» **Exercise material**:

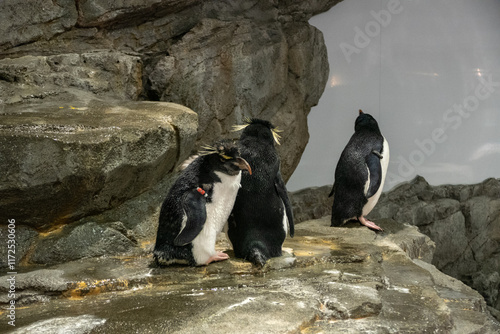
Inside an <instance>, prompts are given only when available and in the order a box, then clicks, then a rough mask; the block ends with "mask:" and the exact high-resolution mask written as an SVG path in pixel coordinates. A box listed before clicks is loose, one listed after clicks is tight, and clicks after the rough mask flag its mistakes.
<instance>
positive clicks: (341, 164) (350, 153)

==

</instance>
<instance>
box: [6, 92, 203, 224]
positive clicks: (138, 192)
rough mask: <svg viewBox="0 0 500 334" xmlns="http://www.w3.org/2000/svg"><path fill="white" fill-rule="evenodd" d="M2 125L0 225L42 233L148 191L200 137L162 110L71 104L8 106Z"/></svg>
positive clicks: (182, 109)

» **Exercise description**: Take the lines above from the one containing "rough mask: <svg" to the one containing "positive clicks: (182, 109)" and retype them exactly, both ends included, with nothing added.

» **Final answer**:
rough mask: <svg viewBox="0 0 500 334" xmlns="http://www.w3.org/2000/svg"><path fill="white" fill-rule="evenodd" d="M2 125L0 225L42 233L148 191L200 137L162 110L71 104L8 106Z"/></svg>
positive clicks: (182, 109)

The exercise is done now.